Task details:
Repeat all of the records below verbatim, leaving out the pictures.

Extracted material:
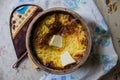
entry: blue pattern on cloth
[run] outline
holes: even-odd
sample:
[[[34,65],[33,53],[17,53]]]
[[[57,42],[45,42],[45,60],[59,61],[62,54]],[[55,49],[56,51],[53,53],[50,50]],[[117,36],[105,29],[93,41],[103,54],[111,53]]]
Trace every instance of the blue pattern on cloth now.
[[[93,33],[93,45],[96,44],[99,36],[106,35],[109,32],[108,26],[93,0],[16,0],[16,2],[13,3],[12,10],[15,6],[25,3],[34,3],[43,9],[66,7],[74,10],[90,24],[89,27],[92,29],[91,33]],[[24,14],[24,10],[19,13]],[[97,61],[97,59],[99,60]],[[117,64],[117,60],[118,56],[113,48],[111,36],[104,37],[99,44],[99,50],[93,56],[93,61],[92,59],[87,61],[84,66],[71,74],[54,75],[45,72],[40,80],[97,80],[109,72]]]
[[[104,62],[103,70],[107,73],[110,69],[112,69],[116,65],[116,61],[111,60],[108,55],[102,54],[102,59]]]
[[[23,6],[23,7],[19,8],[19,9],[17,9],[16,12],[19,13],[19,14],[25,14],[28,7],[29,6]]]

Written solution:
entry: blue pattern on cloth
[run] outline
holes: even-odd
sample:
[[[34,65],[33,53],[17,53]]]
[[[57,42],[45,42],[45,60],[59,61],[62,54]],[[55,49],[56,51],[53,53],[50,50]],[[117,36],[105,29],[93,41],[103,54],[111,53]]]
Trace every instance of the blue pattern on cloth now.
[[[93,33],[93,45],[96,44],[99,36],[106,35],[109,32],[108,26],[93,0],[16,0],[16,2],[13,3],[12,10],[15,6],[25,3],[34,3],[43,9],[66,7],[74,10],[90,24],[89,27],[92,29],[91,33]],[[24,14],[24,10],[19,13]],[[97,61],[97,59],[99,60]],[[117,64],[117,60],[118,56],[113,48],[111,36],[104,37],[99,44],[99,50],[93,56],[93,61],[92,59],[87,61],[84,66],[71,74],[54,75],[45,72],[40,80],[97,80],[109,72]]]
[[[104,62],[103,70],[107,73],[110,69],[112,69],[116,65],[116,61],[111,60],[108,55],[102,54],[102,59]]]
[[[23,6],[23,7],[19,8],[19,9],[17,9],[16,12],[19,13],[19,14],[25,14],[28,7],[29,6]]]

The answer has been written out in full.